EX-8.1 3 l22581bexv8w1.htm EX-8.1 EX-8.1
 

Exhibit 8.1
November 6, 2006
Health Care REIT, Inc.
One Sea Gate, Suite 1500
Toledo, Ohio 43604
Ladies and Gentlemen:
     We have acted as special tax counsel to Health Care REIT, Inc., a Delaware corporation (“Health Care REIT”), in connection with the proposed merger of Windrose Medical Properties Trust, a Maryland trust (“Windrose”), with and into Heat Merger Sub, LLC, a Delaware limited liability company and a wholly owned direct subsidiary of Health Care REIT (“Merger Sub”), pursuant to the Agreement and Plan of Merger, dated as of September 12, 2006, by and among Health Care REIT, Merger Sub, Windrose, Heat OP Merger Sub, L.P. and Windrose Medical Properties, L.P., as amended as of October 12, 2006 (as amended, the “Merger Agreement”).
     In preparing our opinion, we have assumed, and with your consent, relied upon the following: (1) the Merger will be consummated in accordance with the terms, conditions and other provisions of the Merger Agreement and as described in the Form S-4 filed in connection with the Merger on October 13, 2006, as amended through the date hereof (as amended, the “Registration Statement,” which includes the prospectus of Health Care REIT and the joint proxy statement of Health Care REIT and Windrose); (2) the Merger will qualify as a statutory merger under the laws of Maryland and Delaware; and (3) all of the factual information, descriptions, representations and assumptions set forth or referred to (a) in this letter (an advanced copy of which has been provided to you), (b) in the Merger Agreement, (c) in the Registration Statement, and (d) in letters to us dated November 6, 2006 from Health Care REIT and Windrose, respectively, are accurate and complete and will be accurate and complete at the Effective Time1 of the Merger.
     We further assume for purposes of this opinion that each of Health Care REIT and Windrose is, and will continue to be, a real estate investment trust (“REIT”) within the meaning of Subchapter M of the Internal Revenue Code of 1986, as amended (the “Code”), for their respective taxable years in which the Merger occurs. In this regard, we
 
1   Terms not otherwise defined in this letter shall have the meanings ascribed to them in the Merger Agreement.

 


 

Health Care REIT, Inc.
November 6, 2006
Page 2
note our opinion and the opinion of Hunton & Williams LLP, each dated concurrently herewith, to the effect that Health Care REIT and Windrose, respectively have complied with the requirements for qualification and taxation as a REIT.
     In our examination of such materials, we have assumed the genuineness of all signatures, the legal capacity of all natural persons, the authenticity of all documents submitted to us as originals, the conformity to original documents of all documents submitted to us as copies, and the authenticity of the originals of such documents. We have not independently verified any factual matters relating to the Merger in connection with or apart from our preparation of this opinion. Accordingly, our opinion does not take into account any matters not set forth herein which might have been disclosed by independent verification.

Excerpted data
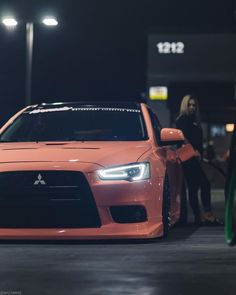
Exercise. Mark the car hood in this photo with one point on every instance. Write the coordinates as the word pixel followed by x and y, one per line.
pixel 101 153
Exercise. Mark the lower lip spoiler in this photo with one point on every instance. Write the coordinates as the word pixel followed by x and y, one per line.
pixel 110 231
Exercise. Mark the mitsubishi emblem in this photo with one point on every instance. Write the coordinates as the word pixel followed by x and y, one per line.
pixel 39 180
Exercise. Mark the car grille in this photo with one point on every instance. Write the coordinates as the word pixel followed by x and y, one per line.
pixel 46 199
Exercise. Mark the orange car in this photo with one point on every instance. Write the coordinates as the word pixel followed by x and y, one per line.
pixel 88 171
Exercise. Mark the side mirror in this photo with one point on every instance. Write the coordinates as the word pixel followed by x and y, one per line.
pixel 171 136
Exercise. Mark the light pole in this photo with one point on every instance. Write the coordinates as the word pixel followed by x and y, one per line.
pixel 12 23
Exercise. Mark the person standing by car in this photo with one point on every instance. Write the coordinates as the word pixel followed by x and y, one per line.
pixel 188 121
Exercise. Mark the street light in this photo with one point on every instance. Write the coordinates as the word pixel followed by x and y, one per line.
pixel 10 23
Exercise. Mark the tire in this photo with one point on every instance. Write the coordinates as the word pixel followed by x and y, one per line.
pixel 183 219
pixel 166 217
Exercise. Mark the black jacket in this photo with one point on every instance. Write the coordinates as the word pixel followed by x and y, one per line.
pixel 192 131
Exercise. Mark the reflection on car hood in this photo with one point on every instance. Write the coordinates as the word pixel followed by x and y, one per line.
pixel 101 153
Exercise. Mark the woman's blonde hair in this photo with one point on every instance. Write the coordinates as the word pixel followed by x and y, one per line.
pixel 184 106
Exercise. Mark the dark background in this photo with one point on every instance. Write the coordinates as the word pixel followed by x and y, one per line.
pixel 99 49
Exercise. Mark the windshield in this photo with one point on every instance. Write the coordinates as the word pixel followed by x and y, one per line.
pixel 81 124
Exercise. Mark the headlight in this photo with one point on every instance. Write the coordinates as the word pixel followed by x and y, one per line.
pixel 132 172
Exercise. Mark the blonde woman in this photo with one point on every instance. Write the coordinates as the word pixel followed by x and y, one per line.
pixel 188 121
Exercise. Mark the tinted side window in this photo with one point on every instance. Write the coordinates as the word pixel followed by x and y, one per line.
pixel 156 126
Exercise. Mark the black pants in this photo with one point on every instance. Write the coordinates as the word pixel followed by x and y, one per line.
pixel 196 179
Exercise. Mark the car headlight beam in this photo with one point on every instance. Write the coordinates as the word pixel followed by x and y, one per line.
pixel 132 172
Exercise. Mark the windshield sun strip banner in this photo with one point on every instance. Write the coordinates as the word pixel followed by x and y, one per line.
pixel 74 109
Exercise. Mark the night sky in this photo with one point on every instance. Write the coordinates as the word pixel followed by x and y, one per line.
pixel 99 49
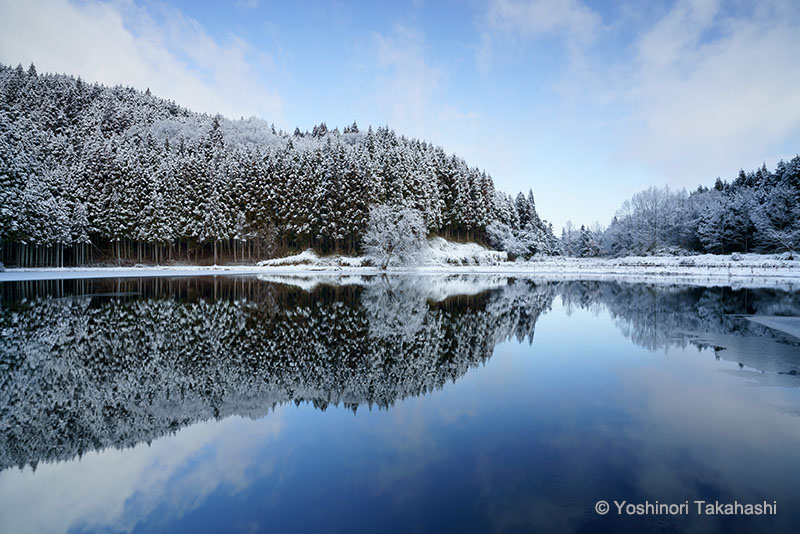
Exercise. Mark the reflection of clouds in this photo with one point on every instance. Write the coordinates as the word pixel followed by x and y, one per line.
pixel 700 417
pixel 115 488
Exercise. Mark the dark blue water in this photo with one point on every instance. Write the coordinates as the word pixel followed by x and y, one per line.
pixel 401 404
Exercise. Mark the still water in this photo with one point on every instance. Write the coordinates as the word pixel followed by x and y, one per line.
pixel 393 404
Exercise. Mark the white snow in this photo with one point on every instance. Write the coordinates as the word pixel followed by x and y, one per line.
pixel 443 257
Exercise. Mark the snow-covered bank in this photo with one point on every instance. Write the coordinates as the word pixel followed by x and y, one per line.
pixel 445 257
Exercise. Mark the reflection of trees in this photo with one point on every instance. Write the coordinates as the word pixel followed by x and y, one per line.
pixel 92 364
pixel 657 317
pixel 88 364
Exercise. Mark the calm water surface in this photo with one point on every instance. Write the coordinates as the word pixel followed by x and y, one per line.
pixel 392 404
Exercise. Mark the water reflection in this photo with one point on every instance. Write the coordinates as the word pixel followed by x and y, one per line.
pixel 173 393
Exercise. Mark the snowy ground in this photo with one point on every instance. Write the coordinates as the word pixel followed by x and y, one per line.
pixel 738 270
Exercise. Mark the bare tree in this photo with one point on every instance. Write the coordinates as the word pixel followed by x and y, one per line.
pixel 395 235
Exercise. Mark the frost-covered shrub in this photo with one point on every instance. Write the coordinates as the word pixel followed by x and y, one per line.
pixel 395 235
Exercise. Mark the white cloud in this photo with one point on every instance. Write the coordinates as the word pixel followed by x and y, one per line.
pixel 568 20
pixel 542 17
pixel 122 43
pixel 711 92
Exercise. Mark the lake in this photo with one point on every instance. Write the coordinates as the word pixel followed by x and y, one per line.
pixel 394 404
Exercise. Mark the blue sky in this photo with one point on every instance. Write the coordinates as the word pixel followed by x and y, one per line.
pixel 583 102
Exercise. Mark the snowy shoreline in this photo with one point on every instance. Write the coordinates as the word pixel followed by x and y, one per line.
pixel 745 271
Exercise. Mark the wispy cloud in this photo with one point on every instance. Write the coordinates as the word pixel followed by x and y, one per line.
pixel 157 47
pixel 711 91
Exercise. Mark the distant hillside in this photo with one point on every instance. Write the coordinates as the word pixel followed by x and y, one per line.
pixel 92 173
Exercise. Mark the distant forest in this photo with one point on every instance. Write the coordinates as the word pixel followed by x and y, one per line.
pixel 94 174
pixel 756 212
pixel 91 173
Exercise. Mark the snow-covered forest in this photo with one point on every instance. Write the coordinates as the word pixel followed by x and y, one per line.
pixel 756 212
pixel 94 174
pixel 91 173
pixel 90 364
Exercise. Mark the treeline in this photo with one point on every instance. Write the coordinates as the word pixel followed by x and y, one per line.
pixel 91 173
pixel 756 212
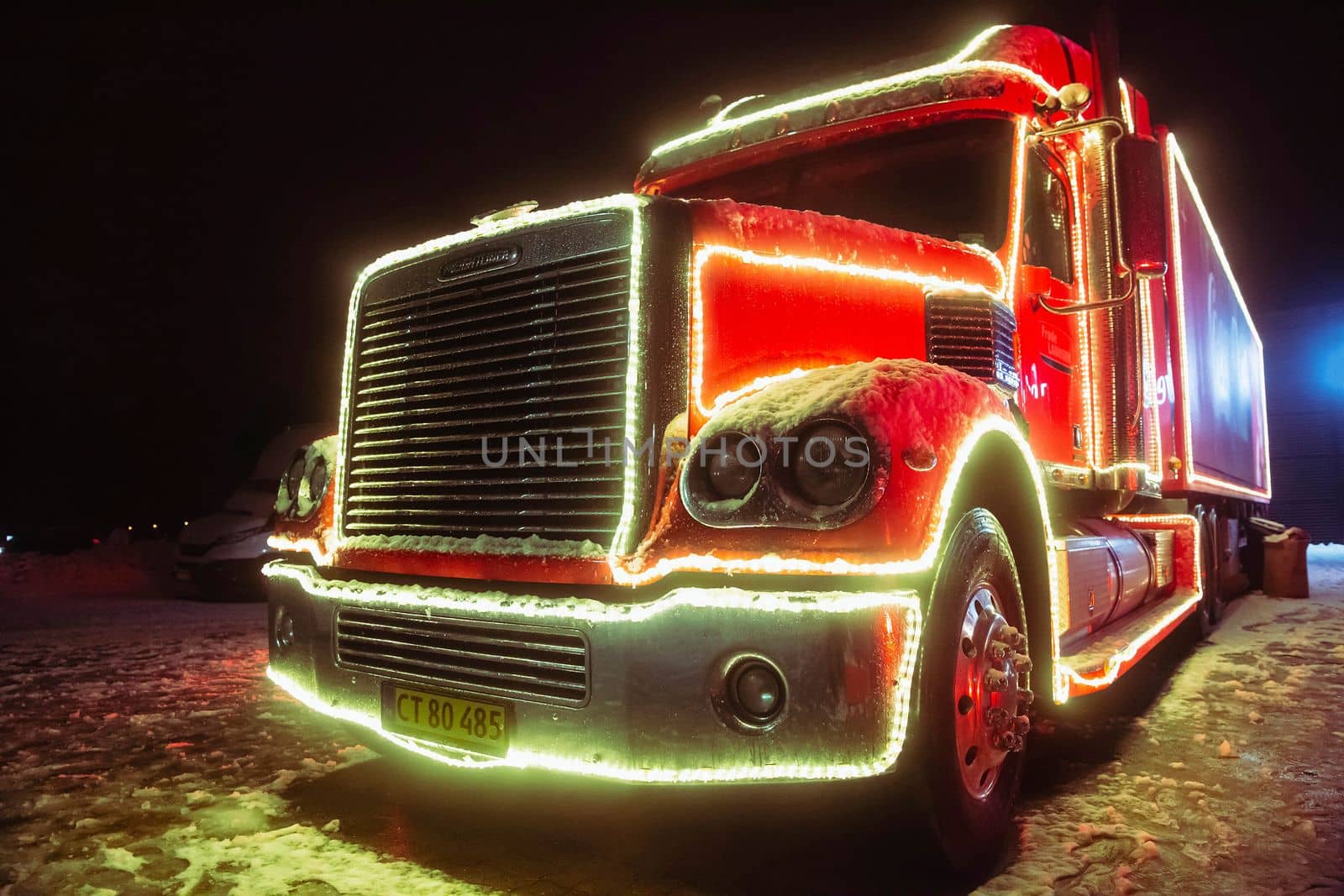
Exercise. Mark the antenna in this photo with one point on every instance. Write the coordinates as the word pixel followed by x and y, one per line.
pixel 1105 60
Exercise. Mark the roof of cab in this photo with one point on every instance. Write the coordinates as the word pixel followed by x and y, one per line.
pixel 1032 60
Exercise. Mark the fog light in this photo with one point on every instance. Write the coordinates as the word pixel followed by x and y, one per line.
pixel 284 629
pixel 757 691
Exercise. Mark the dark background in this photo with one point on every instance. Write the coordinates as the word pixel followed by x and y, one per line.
pixel 194 194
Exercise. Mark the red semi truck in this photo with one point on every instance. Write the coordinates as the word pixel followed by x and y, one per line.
pixel 874 414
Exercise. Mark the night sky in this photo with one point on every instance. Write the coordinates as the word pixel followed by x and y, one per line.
pixel 194 194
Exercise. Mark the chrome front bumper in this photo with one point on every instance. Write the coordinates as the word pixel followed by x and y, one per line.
pixel 655 671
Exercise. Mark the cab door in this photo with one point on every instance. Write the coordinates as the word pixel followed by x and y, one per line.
pixel 1047 343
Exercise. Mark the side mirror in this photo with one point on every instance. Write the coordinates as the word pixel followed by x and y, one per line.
pixel 1142 204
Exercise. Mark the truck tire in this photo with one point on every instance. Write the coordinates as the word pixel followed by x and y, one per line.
pixel 972 710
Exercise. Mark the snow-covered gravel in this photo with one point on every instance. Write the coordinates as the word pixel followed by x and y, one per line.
pixel 143 752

Required actions
1. According to the opinion letter, as of what date was the Merger Agreement originally dated?
2. From the opinion letter, extract the passage starting with "In our examination" and going on through "by independent verification.".
3. For each statement below, say whether it agrees with the opinion letter, answering yes or no and quoting the deciding words: (a) Windrose is a Maryland trust. (b) The counsel independently verified factual matters relating to the Merger. (c) Merger Sub is a Maryland limited liability company.
The records were drawn from a separate source.

Answer list
1. September 12, 2006.

2.
In our examination of such materials, we have assumed the genuineness of all signatures, the legal capacity of all natural persons, the authenticity of all documents submitted to us as originals, the conformity to original documents of all documents submitted to us as copies, and the authenticity of the originals of such documents. We have not independently verified any factual matters relating to the Merger in connection with or apart from our preparation of this opinion. Accordingly, our opinion does not take into account any matters not set forth herein which might have been disclosed by independent verification.

3.
(a) Yes: "Windrose Medical Properties Trust, a Maryland trust"
(b) No: "We have not independently verified any factual matters relating to the Merger"
(c) No: "Heat Merger Sub, LLC, a Delaware limited liability company"